An exact copy of the entries below is required, with all pictures removed.

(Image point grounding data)
■ ■ ■ ■ ■

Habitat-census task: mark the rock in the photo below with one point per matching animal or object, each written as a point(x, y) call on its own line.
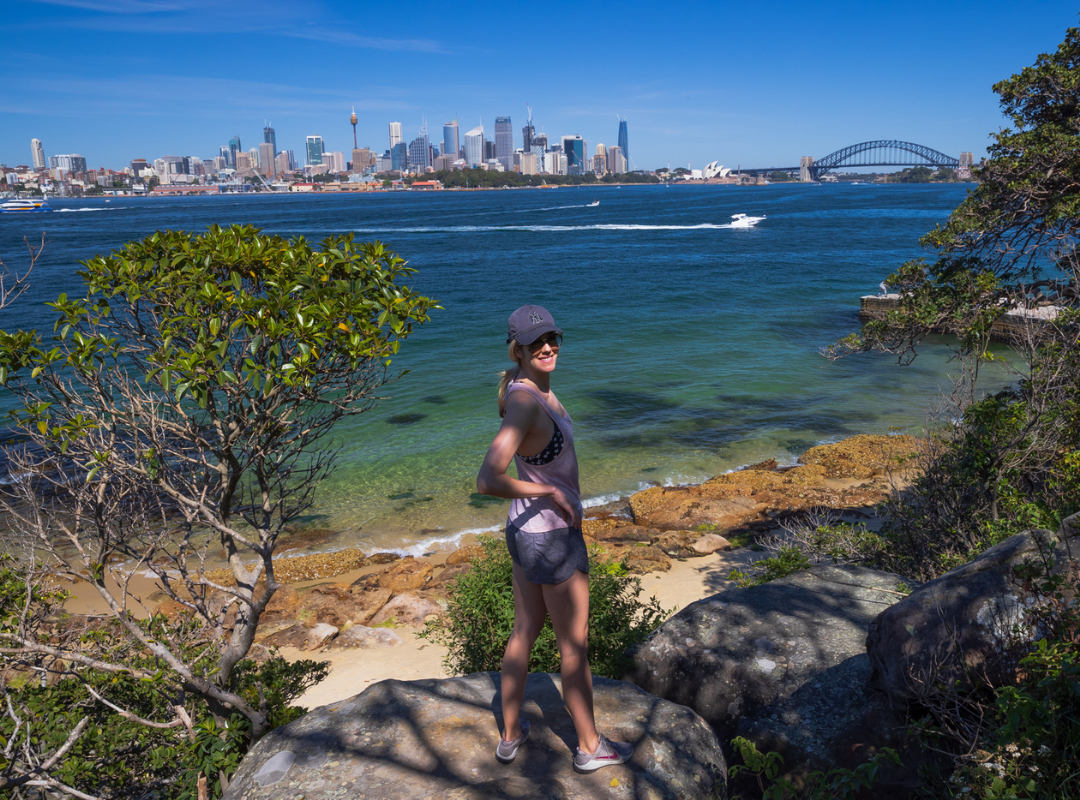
point(960, 628)
point(688, 506)
point(339, 604)
point(464, 555)
point(409, 608)
point(360, 636)
point(282, 606)
point(711, 543)
point(435, 739)
point(862, 457)
point(449, 574)
point(302, 637)
point(406, 574)
point(740, 650)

■ ■ ■ ■ ■

Result
Habitat-census task: mark the rock in the photo below with one point per matching animal or object, each written as a point(x, y) call on its own line.
point(960, 628)
point(688, 506)
point(339, 604)
point(464, 555)
point(409, 608)
point(360, 636)
point(282, 606)
point(711, 543)
point(435, 739)
point(862, 457)
point(449, 574)
point(302, 637)
point(406, 574)
point(740, 650)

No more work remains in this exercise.